Phrase grounding data:
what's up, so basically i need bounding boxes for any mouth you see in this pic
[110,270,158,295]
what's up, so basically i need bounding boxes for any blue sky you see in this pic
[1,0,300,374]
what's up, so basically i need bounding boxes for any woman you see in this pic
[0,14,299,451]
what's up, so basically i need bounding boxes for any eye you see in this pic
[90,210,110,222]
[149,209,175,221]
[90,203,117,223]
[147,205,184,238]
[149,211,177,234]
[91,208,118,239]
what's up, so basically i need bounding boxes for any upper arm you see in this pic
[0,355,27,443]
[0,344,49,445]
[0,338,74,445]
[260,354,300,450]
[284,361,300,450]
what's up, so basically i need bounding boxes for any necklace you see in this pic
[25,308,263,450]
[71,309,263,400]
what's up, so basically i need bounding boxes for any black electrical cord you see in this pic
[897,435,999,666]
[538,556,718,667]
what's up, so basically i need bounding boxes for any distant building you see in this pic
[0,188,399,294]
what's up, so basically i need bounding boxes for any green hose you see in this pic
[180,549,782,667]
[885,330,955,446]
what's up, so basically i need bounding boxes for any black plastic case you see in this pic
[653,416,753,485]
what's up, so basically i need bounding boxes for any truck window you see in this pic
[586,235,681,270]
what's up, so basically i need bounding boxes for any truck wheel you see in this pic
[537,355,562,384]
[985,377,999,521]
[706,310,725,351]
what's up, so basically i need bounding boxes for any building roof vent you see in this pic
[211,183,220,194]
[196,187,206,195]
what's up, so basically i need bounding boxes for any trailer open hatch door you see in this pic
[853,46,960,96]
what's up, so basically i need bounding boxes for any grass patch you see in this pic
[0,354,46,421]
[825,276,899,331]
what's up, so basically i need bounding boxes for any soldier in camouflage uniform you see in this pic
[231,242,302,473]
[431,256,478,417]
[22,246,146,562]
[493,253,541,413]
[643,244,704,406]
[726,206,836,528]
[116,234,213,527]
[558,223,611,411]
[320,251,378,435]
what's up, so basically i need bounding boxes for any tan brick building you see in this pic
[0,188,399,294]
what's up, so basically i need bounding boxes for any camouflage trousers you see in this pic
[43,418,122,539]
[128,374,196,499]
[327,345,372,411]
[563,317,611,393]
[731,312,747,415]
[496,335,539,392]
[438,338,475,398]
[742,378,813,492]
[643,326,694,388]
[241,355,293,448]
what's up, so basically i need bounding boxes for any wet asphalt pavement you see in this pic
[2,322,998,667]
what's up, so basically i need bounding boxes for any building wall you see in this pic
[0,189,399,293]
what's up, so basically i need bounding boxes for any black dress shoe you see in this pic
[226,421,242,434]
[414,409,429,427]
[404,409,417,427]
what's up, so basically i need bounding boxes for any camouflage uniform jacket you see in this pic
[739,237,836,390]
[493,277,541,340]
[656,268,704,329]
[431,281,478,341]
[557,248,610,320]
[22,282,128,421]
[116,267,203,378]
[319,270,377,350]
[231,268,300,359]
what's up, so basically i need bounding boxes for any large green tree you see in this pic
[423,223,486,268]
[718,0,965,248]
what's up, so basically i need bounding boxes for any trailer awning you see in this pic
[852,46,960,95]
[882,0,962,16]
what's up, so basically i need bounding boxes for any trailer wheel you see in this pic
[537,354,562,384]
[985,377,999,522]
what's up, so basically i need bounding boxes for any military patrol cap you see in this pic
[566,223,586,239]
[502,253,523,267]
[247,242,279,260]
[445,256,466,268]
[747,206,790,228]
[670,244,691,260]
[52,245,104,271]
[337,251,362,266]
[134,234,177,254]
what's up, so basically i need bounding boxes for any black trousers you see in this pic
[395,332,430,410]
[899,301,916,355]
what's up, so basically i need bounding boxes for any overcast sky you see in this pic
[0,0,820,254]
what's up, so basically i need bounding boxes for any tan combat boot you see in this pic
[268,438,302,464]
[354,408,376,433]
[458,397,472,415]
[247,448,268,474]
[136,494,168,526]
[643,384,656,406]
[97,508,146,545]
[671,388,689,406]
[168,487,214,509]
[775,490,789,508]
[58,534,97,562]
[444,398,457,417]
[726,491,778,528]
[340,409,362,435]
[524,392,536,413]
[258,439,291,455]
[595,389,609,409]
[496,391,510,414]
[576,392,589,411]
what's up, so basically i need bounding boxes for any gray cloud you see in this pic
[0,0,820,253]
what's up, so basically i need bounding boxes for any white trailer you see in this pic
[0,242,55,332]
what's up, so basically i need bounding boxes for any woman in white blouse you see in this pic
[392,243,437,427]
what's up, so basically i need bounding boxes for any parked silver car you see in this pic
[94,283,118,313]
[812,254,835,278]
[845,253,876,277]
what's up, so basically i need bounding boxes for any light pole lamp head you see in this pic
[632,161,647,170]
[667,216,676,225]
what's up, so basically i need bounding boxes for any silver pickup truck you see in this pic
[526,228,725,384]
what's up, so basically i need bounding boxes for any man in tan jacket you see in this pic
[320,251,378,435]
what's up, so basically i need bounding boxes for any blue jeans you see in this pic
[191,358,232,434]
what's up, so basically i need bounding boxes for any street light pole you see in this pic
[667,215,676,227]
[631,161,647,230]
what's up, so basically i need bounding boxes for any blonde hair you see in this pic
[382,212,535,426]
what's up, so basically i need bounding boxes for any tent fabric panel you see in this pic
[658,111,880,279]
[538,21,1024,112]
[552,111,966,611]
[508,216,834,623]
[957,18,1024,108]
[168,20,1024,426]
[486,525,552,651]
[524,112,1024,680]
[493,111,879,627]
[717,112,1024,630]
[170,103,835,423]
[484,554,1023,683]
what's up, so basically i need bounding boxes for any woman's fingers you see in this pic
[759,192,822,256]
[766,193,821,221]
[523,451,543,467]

**Task:**
A verbatim copy of all the records is required. Write it out in full.

**Result of the exercise:**
what's up, so basically i need bounding boxes for any mouth you see in this pic
[110,270,158,295]
what's up, so basically i need bounding boxes for any blue sky you see in this pic
[1,0,300,374]
what's up, so basically i need bounding boxes for any woman you see in this pic
[0,14,299,451]
what's up, so basically i need bounding boxes for any eye you see in this pic
[90,210,110,222]
[149,209,175,221]
[90,203,117,223]
[147,205,184,238]
[149,211,177,234]
[91,208,118,239]
what's up, so basically i need bounding boxes for any upper arm you see in this pic
[0,355,27,443]
[0,344,49,445]
[0,338,74,445]
[260,354,300,450]
[284,361,300,450]
what's up, so basically i need bounding boxes for any necklace you see in this pic
[25,308,263,450]
[71,309,263,400]
what's up, so basically i need bounding boxes for any black electrical cord you see in this pic
[897,435,999,666]
[538,556,718,667]
what's up, so basically i need bounding boxes for any distant building you see in this pic
[0,188,399,294]
what's up, so basically i need bounding boxes for any green hose you see in this pic
[180,549,782,667]
[885,330,955,446]
what's up, so basically i need bounding boxes for any black plastic case you see in this pic
[653,416,753,485]
what's up, so basically i need bounding boxes for any truck window you see in this pic
[586,235,681,270]
what's up, so basically i need bounding boxes for any truck wheel you see in this pic
[537,355,562,384]
[985,377,999,521]
[706,310,725,351]
what's up, so basically i need bounding boxes for any building roof vent you see in this pic
[211,183,220,194]
[196,187,206,195]
what's up, so basically i need bounding boxes for any trailer open hatch door you see in this pic
[853,46,960,96]
what's up, so basically i need bounding boxes for any grass patch you see in this pic
[0,354,46,421]
[825,276,899,331]
what's up, so basically i need bounding boxes for any soldier in camouflage uniform you see in this pic
[231,242,302,473]
[431,256,478,417]
[22,246,146,562]
[493,253,541,413]
[643,244,704,406]
[726,206,836,528]
[116,234,213,527]
[558,223,611,411]
[320,251,378,435]
what's up, so basically i need bounding boxes for any tan brick building you see in this pic
[0,188,399,294]
what's up, so basically i need bounding boxes for any camouflage trousers you see in this pic
[43,418,122,539]
[128,374,196,499]
[327,345,372,411]
[563,317,611,393]
[731,312,747,415]
[496,335,539,392]
[438,338,475,398]
[742,378,813,492]
[643,326,694,388]
[241,355,293,448]
what's up, so basically i need bounding boxes for any wet asphalt pavement you see in this pic
[2,322,998,667]
what's up, so basically i need bounding boxes for any building wall you see in this pic
[0,189,399,293]
what's up, so basically i need bounding boxes for any black dress shoe you see in this pic
[226,421,242,434]
[414,409,429,427]
[404,409,417,427]
what's up, so basically i need bounding boxes for any camouflage uniform jacket you see in this pic
[739,237,836,390]
[493,277,541,340]
[656,268,704,329]
[431,281,478,341]
[557,248,610,320]
[22,282,128,421]
[116,267,203,378]
[319,270,377,350]
[231,268,300,359]
what's up, so basically i need bounding boxes for any large green tree you see in this pic
[423,223,486,268]
[718,0,965,248]
what's up, so basically i need bounding boxes for any trailer awning you see in this pic
[852,46,960,95]
[882,0,962,16]
what's up, so basically i need bounding boxes for any trailer wheel you see in this pic
[537,354,562,384]
[985,377,999,522]
what's up, so basically i need bounding boxes for any military patrol cap you see in this pic
[566,223,586,239]
[502,253,523,267]
[247,242,279,260]
[445,256,466,268]
[747,206,790,228]
[670,244,691,260]
[52,245,104,271]
[337,251,362,266]
[134,234,177,254]
what's up, so basically i need bounding boxes for any black trousers you see in this pic
[395,332,430,410]
[899,301,916,355]
what's up, so basically i need bounding boxes for any overcast sky you see in this pic
[0,0,820,254]
what's up, so basically i need bounding boxes for any tan combat boot you see in this pic
[268,438,302,464]
[354,408,376,433]
[458,397,472,415]
[247,448,268,474]
[136,494,168,526]
[643,384,656,406]
[97,508,146,545]
[671,388,689,406]
[168,487,214,509]
[775,490,789,508]
[58,534,97,562]
[444,398,457,417]
[726,491,778,528]
[340,409,362,435]
[524,392,536,413]
[258,439,291,455]
[595,389,609,409]
[496,391,510,414]
[576,392,589,411]
what's up, so basically i need bounding boxes for any gray cloud you see in this pic
[0,0,820,253]
what's up, so basically i need bounding boxes for any white trailer you see in this pic
[0,242,55,332]
what's up, so basically i need bounding boxes for any woman in white blouse you see in this pic
[392,243,437,427]
what's up, so basically i need bounding boxes for any parked silver car you see in this pic
[94,283,118,313]
[812,254,835,278]
[845,253,876,277]
what's up, so basically i need bounding boxes for any light pole lamp head you see in this pic
[632,161,647,170]
[667,216,676,225]
what's up, so basically i need bounding boxes for any silver pickup truck you see in this pic
[526,228,725,384]
what's up, so basically i need bounding boxes for any man in tan jacket you see in this pic
[320,251,378,435]
what's up, so basically i need bounding boxes for any blue jeans you see in this pic
[191,358,232,434]
what's up, so basically i need bounding boxes for any street light pole you see in this pic
[667,215,676,227]
[631,161,647,230]
what's up, so basically i need bounding boxes for any blonde hair you see in this pic
[382,212,535,426]
what's up, so basically i need bounding boxes for any tent fabric panel you see in this pic
[658,111,880,279]
[538,21,1024,112]
[552,111,966,611]
[508,216,834,623]
[957,18,1024,108]
[168,20,1024,426]
[486,525,552,651]
[524,112,1024,680]
[493,111,879,627]
[717,112,1024,630]
[170,103,835,423]
[484,554,1023,683]
what's up, so basically i need bounding boxes for any woman's fingers you see in this pic
[759,192,822,256]
[766,193,821,221]
[523,451,543,467]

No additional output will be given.